• Work to be completed: Pick up the SQL Server COALESCE thread below at the point where it stops, and extend it.

• Source:
++++++++++

Does SQL Server read all of a COALESCE function even if the first argument is not NULL?

sql-server add tag

Curt (imported from SE)

I'm using a T-SQL `COALESCE` function where the first argument will not be null on about 95% of the times it is ran. If the first argument is `NULL`, the second argument is quite a lengthy process:

    SELECT COALESCE(c.FirstName
                    ,(SELECT TOP 1 b.FirstName
                      FROM TableA a 
                      JOIN TableB b ON .....)
                    )

If, for example, `c.FirstName = 'John'`, would SQL Server still run the sub-query?

I know with the VB.NET `IIF()` function, if the second argument is True, the code still reads the third argument (even though it won't be used).

Top Answer

Paul White (imported from SE)

The documentation makes it reasonably clear that the *intention* is for `CASE` to short-circuit.  As [Aaron mentions](https://topanswers.xyz/databases?q=481#a532), there have been several reported instances where this has been shown to not always be true. So far, most of these have been acknowledged as bugs and fixed.

There are other issues with `CASE` (and therefore `COALESCE`) where side-effecting functions or sub-queries are used.  Consider:

    SELECT COALESCE((SELECT CASE WHEN RAND() <= 0.5 THEN 999 END), 999);
    SELECT ISNULL((SELECT CASE WHEN RAND() <= 0.5 THEN 999 END), 999);

The `COALESCE` form often returns null, as described in [a bug report][2] by Hugo Kornelis.

The demonstrated issues with optimizer transforms and common-expression-tracking mean that it is impossible to guarantee that `CASE` will short-circuit in all circumstances.

I think you can be reasonably confident that `CASE` will short-circuit in general (particularly if a reasonably-skilled person inspects the execution plan, and that execution plan is 'enforced' with a plan guide or hints) but if you need an absolute guarantee, you have to write SQL that does not include the expression at all.

  [2]: https://web.archive.org/web/20140329083016/https://connect.microsoft.com/SQLServer/feedback/details/546437/coalesce-subquery-1-may-return-null

Answer #2

Martin Smith (imported from SE)

Another example

    CREATE TABLE T1 (C INT PRIMARY KEY)
    
    CREATE TABLE T2 (C INT PRIMARY KEY)
    
    INSERT INTO T1 
    OUTPUT inserted.* INTO T2
    VALUES (1),(2),(3);


The query

    SET STATISTICS IO ON;

    SELECT T1.C,
           COALESCE(T1.C , CASE WHEN EXISTS (SELECT * FROM T2 WHERE T2.C = T1.C)  THEN -1 END)
    FROM T1
    OPTION (LOOP JOIN)

Shows no reads against `T2` at all. 

The seek of `T2` is under a pass through predicate and the operator is never executed. But

    SELECT T1.C,
           COALESCE(T1.C , CASE WHEN EXISTS (SELECT * FROM T2 WHERE T2.C = T1.C)  THEN -1 END)
    FROM T1
    OPTION (MERGE JOIN)

++++++++++

• Data provided:
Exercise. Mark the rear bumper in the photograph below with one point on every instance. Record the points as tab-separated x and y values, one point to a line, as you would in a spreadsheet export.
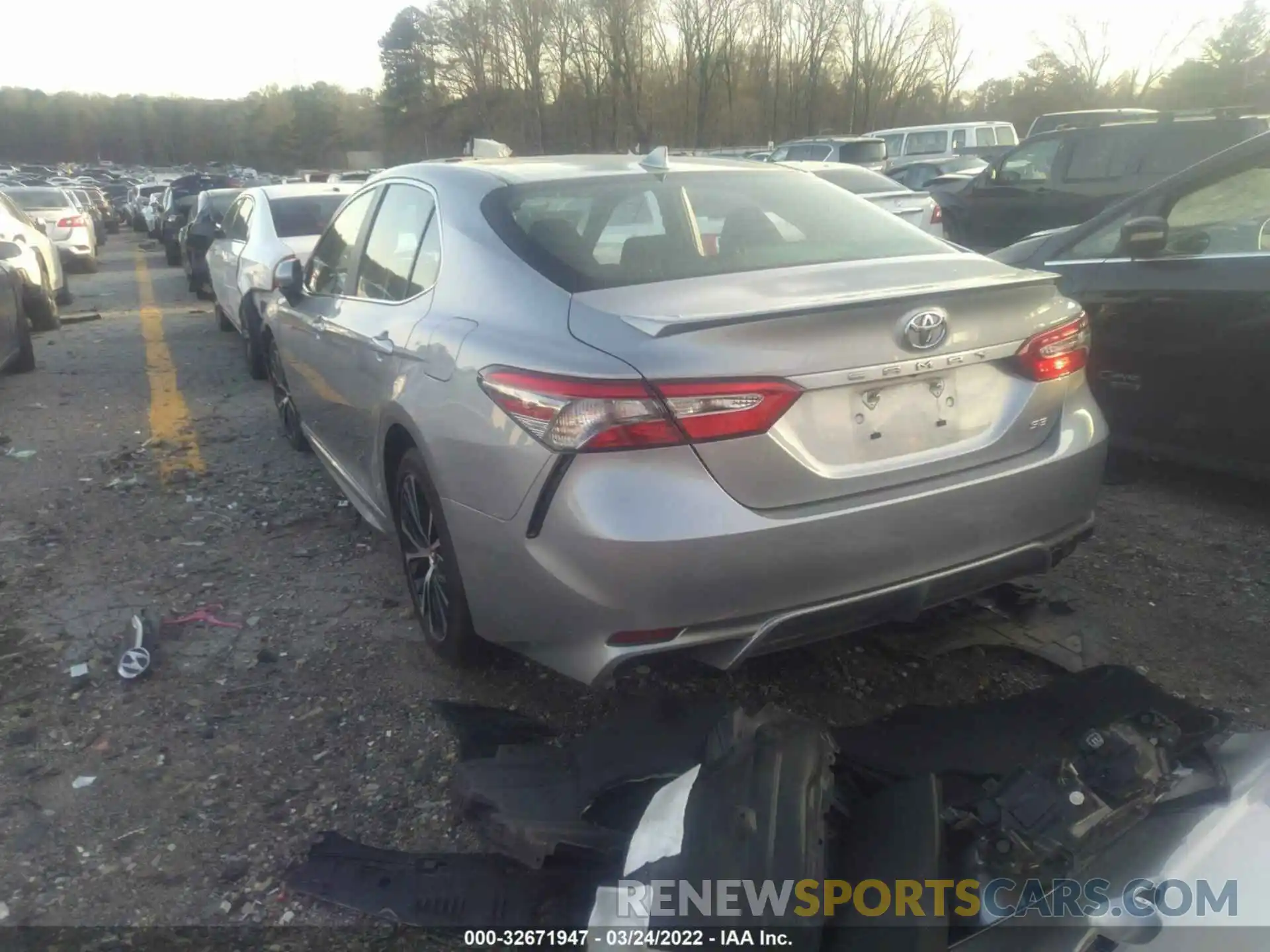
650	541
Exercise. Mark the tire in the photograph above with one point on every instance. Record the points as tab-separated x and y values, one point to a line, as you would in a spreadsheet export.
288	413
42	305
431	564
253	348
26	362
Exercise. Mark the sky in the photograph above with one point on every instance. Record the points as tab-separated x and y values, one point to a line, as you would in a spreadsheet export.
232	48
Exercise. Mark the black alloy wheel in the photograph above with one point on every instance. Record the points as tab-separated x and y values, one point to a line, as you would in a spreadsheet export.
286	407
429	563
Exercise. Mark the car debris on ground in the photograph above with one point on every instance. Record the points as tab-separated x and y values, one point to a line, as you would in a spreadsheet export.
1038	786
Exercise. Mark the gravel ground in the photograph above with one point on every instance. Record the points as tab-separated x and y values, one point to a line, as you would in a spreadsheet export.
214	775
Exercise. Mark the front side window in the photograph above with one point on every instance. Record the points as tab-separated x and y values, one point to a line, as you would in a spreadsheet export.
745	220
238	229
1031	164
388	263
333	258
1226	218
933	143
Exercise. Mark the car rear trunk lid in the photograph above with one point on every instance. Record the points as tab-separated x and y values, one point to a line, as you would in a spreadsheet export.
876	409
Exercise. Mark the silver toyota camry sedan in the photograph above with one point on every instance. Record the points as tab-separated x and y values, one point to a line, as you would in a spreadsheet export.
615	407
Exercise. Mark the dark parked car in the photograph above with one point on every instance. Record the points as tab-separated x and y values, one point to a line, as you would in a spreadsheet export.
1083	118
1070	175
1175	282
17	353
205	221
178	201
859	150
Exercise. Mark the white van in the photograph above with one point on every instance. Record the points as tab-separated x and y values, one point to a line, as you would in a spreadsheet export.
947	139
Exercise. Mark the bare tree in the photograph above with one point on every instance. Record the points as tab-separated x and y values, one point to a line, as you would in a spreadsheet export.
1165	55
952	58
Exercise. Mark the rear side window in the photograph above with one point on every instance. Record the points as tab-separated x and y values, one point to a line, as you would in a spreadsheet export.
934	143
393	245
1180	145
237	230
300	216
861	151
1107	154
710	223
810	153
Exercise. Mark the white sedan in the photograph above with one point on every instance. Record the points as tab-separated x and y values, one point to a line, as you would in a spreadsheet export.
915	207
263	227
40	264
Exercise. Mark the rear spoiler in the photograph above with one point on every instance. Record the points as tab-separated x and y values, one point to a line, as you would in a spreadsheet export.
669	327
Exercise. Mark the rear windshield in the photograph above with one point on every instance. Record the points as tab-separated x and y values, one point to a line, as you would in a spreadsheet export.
298	216
40	198
222	204
863	151
860	182
614	231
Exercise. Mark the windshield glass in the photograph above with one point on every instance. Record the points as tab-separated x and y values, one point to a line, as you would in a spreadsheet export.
860	182
222	202
298	216
613	231
40	197
863	151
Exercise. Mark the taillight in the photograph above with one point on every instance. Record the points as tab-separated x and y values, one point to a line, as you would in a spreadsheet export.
571	414
1056	353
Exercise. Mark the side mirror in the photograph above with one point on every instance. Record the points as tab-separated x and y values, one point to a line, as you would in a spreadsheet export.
288	277
1143	238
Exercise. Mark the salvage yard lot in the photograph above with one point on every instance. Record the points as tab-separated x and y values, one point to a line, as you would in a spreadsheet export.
212	775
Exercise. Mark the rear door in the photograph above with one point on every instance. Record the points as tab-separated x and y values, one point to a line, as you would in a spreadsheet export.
219	254
316	354
1011	200
367	335
1183	339
237	240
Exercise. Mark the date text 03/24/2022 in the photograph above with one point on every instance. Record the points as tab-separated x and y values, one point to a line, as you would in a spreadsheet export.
625	938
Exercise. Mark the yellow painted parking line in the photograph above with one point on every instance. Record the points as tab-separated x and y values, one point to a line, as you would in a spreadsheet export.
169	415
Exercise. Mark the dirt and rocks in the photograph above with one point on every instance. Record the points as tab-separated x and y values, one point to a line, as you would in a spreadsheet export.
214	774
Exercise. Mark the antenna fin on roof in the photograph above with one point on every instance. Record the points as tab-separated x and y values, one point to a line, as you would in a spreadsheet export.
657	160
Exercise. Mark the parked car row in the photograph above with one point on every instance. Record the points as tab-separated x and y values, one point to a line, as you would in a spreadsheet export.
583	391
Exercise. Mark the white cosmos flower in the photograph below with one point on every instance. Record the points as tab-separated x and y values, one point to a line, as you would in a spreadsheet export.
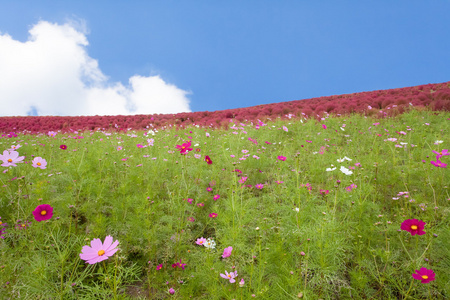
346	171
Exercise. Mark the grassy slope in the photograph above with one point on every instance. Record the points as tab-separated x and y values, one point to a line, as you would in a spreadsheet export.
350	239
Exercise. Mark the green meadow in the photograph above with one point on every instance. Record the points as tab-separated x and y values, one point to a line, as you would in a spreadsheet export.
323	223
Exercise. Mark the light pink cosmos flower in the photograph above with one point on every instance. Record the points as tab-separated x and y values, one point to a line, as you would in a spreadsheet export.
99	251
201	241
230	276
39	162
10	158
227	252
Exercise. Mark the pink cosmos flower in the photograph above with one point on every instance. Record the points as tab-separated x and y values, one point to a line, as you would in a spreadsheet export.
243	179
201	241
178	265
15	147
10	158
43	212
438	164
208	160
444	152
230	276
413	226
184	148
39	162
227	252
424	275
99	251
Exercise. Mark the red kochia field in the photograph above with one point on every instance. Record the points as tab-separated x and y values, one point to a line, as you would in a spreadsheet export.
277	204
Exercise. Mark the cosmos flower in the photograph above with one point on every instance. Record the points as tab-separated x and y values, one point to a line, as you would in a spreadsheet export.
230	276
43	212
39	162
99	251
10	158
413	226
184	148
227	252
201	241
424	275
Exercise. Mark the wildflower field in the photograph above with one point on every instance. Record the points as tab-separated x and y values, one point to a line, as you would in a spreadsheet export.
348	207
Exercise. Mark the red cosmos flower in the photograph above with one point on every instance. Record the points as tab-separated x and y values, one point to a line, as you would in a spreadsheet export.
424	275
43	212
413	226
184	148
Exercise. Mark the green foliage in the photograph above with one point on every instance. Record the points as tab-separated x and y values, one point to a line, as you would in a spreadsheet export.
289	237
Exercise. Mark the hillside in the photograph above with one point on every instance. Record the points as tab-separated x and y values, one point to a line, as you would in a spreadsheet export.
375	103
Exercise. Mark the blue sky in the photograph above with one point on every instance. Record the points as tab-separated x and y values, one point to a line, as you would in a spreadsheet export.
212	56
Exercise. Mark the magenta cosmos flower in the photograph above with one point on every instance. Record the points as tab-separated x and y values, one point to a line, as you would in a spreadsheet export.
43	212
99	251
424	275
227	252
201	241
10	158
39	162
413	226
230	276
184	148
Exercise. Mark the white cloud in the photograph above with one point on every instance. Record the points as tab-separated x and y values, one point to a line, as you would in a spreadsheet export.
52	74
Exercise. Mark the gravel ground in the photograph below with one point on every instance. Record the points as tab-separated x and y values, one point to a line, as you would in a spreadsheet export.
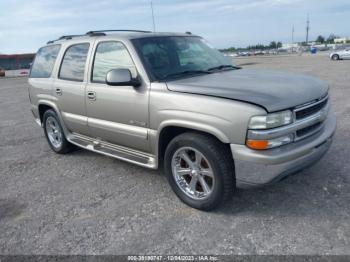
84	203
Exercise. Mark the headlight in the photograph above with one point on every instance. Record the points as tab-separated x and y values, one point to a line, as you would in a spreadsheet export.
271	120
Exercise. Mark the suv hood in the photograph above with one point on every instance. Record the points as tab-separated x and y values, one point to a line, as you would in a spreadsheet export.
274	91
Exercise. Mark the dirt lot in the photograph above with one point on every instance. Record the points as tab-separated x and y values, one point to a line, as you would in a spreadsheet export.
86	203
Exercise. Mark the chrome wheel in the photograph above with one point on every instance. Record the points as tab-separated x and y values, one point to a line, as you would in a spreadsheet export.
54	132
193	173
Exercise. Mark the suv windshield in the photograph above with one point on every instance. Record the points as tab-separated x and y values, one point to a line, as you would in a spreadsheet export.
173	57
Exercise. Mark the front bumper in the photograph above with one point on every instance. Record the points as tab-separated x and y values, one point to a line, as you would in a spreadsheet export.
256	168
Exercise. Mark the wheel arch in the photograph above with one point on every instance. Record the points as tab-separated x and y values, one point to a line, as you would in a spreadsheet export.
169	130
43	106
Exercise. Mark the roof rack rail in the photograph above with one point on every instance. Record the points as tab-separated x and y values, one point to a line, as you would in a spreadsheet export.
95	33
64	37
115	30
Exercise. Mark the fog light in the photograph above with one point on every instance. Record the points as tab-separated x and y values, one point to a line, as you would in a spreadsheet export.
266	144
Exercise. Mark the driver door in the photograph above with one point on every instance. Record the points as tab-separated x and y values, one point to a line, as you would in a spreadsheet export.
116	114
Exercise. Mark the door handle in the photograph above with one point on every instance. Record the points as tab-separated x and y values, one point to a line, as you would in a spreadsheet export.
59	91
91	95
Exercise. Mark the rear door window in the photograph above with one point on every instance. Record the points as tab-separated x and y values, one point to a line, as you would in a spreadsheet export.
44	61
73	63
111	55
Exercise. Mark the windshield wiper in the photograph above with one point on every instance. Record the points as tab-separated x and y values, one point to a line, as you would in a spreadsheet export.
220	67
187	72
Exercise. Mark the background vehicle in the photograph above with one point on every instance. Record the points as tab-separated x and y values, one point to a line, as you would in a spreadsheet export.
170	99
341	54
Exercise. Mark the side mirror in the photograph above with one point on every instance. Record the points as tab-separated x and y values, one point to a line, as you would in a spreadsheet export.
121	77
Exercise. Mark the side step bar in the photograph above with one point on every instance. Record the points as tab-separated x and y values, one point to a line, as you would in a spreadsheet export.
119	152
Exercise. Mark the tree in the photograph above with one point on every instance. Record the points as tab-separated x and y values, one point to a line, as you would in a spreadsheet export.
320	39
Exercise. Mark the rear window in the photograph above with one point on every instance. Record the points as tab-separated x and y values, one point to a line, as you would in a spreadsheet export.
73	63
44	61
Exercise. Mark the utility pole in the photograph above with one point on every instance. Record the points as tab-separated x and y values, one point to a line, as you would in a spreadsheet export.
307	29
154	24
292	38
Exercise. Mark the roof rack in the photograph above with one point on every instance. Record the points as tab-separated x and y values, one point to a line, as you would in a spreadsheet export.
64	37
116	30
95	33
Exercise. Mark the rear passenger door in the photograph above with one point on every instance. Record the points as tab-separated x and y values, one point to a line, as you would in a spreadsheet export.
116	114
69	87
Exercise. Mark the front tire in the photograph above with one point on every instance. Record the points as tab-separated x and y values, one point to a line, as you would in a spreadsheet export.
335	57
200	170
54	133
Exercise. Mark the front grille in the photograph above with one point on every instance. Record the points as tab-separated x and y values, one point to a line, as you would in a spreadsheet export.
312	109
307	130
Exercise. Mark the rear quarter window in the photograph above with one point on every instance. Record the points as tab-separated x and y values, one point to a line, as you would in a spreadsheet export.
44	61
73	63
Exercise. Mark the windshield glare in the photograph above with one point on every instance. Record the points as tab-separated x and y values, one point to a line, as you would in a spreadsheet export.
169	56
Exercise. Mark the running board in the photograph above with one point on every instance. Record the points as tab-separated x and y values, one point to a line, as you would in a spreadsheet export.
119	152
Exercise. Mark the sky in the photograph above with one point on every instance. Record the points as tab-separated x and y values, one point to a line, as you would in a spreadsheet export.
27	25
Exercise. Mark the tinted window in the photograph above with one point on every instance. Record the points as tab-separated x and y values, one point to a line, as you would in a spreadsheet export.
111	55
172	55
73	64
44	61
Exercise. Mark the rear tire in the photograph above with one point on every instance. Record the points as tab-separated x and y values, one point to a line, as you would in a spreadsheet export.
335	57
54	133
200	170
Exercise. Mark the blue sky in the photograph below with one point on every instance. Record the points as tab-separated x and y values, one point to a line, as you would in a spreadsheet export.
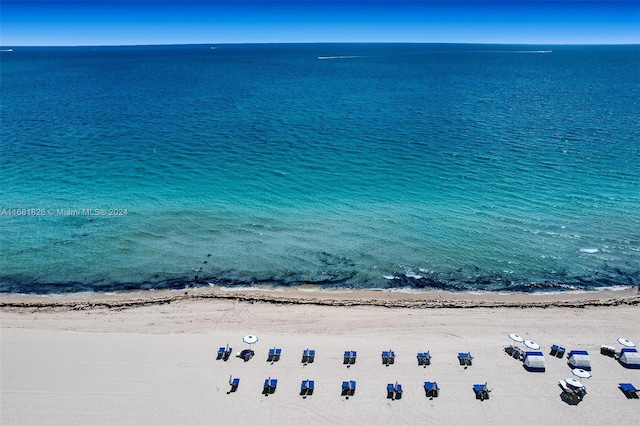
89	22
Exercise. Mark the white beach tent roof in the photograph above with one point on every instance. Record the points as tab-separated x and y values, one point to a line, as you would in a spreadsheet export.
629	358
534	361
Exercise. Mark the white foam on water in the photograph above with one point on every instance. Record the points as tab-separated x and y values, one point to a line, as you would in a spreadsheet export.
339	57
589	250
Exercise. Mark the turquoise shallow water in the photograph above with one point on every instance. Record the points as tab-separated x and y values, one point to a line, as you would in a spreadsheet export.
460	167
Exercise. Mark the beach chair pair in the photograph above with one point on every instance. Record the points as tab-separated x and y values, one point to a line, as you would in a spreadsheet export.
348	388
388	357
465	358
274	355
235	382
308	356
224	353
629	390
431	389
349	358
424	358
269	386
307	387
557	351
394	391
482	391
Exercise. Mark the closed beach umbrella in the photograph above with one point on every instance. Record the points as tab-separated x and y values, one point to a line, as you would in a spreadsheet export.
250	339
626	342
531	344
583	374
516	338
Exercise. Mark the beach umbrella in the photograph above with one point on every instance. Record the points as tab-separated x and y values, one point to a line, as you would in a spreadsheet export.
626	342
250	339
531	344
574	383
583	374
516	338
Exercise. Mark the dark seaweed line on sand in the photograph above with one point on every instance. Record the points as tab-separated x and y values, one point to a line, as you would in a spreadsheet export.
114	304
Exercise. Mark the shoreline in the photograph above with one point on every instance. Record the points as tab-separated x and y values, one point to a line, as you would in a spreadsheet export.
314	296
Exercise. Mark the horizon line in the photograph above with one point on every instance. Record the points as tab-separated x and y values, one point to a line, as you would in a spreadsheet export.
8	46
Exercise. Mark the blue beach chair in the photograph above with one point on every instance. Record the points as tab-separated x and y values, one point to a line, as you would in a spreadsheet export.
234	384
390	390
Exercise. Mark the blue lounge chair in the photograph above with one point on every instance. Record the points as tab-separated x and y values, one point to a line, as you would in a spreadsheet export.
304	387
398	391
431	389
227	354
482	392
345	388
424	358
465	358
629	390
234	384
390	390
269	386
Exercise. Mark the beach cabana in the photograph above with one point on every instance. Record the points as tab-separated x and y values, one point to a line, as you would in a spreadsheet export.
465	358
579	359
306	388
348	388
629	390
308	355
534	361
424	358
350	357
431	389
388	357
235	382
629	358
482	392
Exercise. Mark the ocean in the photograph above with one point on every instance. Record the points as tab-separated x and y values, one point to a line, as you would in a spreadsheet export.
459	167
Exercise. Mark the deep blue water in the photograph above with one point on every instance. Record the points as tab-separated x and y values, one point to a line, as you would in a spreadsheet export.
459	167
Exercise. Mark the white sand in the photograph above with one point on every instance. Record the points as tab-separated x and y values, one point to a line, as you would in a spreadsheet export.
155	364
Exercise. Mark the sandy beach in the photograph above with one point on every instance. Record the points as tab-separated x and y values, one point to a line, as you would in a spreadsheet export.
150	357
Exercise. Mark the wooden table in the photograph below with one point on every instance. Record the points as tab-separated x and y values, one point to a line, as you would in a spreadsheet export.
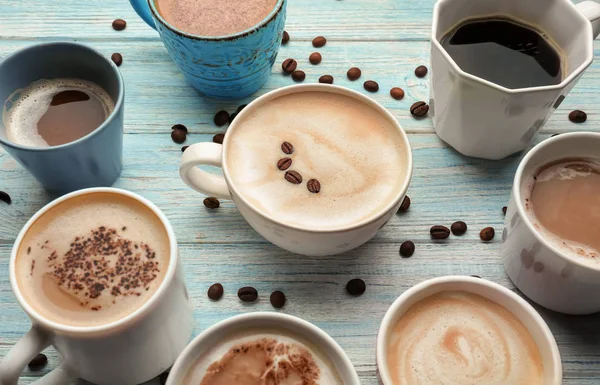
387	39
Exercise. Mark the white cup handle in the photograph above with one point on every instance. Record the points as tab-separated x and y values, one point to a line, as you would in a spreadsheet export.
203	154
591	10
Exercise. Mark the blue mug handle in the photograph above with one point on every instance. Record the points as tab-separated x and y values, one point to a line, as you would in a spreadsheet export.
142	8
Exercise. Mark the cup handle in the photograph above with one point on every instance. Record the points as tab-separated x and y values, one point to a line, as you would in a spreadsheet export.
591	10
142	8
209	154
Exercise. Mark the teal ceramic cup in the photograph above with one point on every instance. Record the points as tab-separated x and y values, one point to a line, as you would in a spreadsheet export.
91	161
223	67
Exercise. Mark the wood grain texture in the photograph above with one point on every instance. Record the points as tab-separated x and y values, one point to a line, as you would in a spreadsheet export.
387	39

++++++++++

• Answer to the task:
**Does** show that `T2` is read. Even though no value from `T2` is ever actually needed. 

Of course this is not really surprising but I thought worth adding to the counter example repository if only because it raises the issue of what short circuiting even means in a set based declarative language.

Answer #3

aaron bertrand (imported from SE)

How about this one - as reported to me by Itzik Ben-Gan, who was [told about it by Jaime Lafargue](http://aprendiendosqlserver.blogspot.com.es/2011/09/bug-en-sql-server-case-ejecuta.html)?

    DECLARE @i INT = 1;
    SELECT CASE WHEN @i = 1 THEN 1 ELSE MIN(1/0) END;

Result:

    Msg 8134, Level 16, State 1, Line 2
    Divide by zero error encountered.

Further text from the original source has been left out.